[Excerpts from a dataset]
= = =
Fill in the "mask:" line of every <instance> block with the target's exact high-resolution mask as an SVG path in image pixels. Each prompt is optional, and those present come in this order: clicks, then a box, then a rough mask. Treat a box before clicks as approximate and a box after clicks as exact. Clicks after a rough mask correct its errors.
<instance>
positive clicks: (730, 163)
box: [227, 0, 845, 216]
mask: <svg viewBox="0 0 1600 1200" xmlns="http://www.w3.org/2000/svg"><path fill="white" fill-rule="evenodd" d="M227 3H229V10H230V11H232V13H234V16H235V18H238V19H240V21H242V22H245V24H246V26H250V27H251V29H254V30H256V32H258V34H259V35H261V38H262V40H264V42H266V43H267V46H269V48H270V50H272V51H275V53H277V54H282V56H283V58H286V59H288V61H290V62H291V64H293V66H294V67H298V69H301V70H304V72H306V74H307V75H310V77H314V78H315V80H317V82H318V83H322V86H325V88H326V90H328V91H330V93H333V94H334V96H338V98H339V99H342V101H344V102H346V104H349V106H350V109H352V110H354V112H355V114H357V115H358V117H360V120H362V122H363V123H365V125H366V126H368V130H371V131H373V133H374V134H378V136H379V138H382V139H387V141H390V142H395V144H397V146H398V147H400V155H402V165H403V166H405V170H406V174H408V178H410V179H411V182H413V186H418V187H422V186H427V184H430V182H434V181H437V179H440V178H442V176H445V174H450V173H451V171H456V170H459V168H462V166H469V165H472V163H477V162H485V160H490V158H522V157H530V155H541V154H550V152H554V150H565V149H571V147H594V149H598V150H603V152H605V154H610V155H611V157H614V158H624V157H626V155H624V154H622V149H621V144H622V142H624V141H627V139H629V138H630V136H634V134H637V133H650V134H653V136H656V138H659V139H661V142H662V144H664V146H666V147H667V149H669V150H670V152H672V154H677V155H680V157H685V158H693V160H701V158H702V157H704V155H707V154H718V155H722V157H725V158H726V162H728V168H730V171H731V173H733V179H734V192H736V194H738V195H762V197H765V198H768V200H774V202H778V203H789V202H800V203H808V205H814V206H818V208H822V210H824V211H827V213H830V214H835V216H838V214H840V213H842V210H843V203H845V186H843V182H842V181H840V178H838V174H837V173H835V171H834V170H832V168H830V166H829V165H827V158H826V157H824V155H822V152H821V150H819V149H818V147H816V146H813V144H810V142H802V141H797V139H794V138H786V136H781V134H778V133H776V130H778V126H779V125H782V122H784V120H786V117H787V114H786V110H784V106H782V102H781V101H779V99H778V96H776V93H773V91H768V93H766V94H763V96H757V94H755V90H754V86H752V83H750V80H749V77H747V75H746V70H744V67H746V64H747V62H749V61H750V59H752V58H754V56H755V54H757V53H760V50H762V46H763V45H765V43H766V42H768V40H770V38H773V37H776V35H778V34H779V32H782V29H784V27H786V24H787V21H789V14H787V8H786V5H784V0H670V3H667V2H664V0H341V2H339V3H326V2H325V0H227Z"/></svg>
= = =
REQUIRED ACTION: Single out each line of the records above with the string "clicks" in it, and copy it.

WRITTEN ANSWER:
Fill in the "mask:" line of every <instance> block with the target's exact high-resolution mask as an SVG path in image pixels. Each prompt is optional, and those present come in this order: clicks, then a box, then a rough mask. Treat a box before clicks as approximate and a box after clicks as exact. Clicks after a rough mask correct its errors.
positive clicks: (730, 163)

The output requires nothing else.